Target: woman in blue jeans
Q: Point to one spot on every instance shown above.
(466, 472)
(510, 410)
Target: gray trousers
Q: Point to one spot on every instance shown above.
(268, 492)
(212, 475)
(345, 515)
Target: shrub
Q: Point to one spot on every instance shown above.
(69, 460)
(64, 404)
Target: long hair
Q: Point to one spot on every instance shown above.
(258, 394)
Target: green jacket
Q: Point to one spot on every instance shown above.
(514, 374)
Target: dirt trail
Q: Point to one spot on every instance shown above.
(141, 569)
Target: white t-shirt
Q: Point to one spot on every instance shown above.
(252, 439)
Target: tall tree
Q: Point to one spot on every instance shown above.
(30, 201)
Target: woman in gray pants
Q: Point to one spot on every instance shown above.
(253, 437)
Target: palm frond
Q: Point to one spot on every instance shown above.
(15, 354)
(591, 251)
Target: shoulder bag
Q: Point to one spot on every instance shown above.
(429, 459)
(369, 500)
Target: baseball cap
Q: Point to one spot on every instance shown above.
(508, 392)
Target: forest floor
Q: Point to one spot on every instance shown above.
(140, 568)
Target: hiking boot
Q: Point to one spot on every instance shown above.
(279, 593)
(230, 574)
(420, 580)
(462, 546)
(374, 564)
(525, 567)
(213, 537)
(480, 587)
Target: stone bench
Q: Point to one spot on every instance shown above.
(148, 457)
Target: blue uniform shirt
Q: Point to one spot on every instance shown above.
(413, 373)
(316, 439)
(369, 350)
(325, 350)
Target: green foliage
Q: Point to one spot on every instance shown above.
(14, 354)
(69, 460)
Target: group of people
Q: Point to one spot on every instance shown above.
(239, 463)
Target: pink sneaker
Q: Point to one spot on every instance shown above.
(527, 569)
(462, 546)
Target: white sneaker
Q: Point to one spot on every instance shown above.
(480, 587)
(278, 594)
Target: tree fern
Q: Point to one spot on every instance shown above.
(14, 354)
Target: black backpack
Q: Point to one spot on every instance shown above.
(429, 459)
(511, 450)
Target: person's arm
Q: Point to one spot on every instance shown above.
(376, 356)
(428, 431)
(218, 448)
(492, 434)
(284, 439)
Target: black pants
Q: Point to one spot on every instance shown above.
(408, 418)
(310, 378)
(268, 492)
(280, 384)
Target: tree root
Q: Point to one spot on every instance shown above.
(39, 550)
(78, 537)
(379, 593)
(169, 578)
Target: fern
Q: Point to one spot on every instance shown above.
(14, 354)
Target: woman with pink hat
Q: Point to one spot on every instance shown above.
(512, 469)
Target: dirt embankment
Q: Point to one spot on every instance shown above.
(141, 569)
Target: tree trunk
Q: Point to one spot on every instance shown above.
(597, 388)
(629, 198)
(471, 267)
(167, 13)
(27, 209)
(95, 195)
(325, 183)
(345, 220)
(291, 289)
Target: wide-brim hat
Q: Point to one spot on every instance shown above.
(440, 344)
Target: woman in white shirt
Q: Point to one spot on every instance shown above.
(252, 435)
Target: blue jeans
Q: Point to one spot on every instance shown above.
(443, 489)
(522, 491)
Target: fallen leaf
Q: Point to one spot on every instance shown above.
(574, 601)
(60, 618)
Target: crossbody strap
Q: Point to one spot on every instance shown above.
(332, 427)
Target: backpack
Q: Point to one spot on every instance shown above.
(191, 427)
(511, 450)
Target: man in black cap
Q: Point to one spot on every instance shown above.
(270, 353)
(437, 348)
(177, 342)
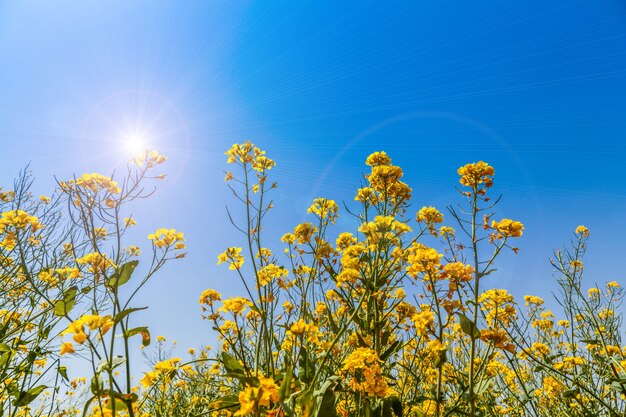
◇ ◇ ◇ ◇
Directions for this task
From the rows above, pick out every line that contains the string "white", and copy each one. Case counts.

Exercise answer
Target: white t-shirt
Target: white sneaker
Target: woman in white shirt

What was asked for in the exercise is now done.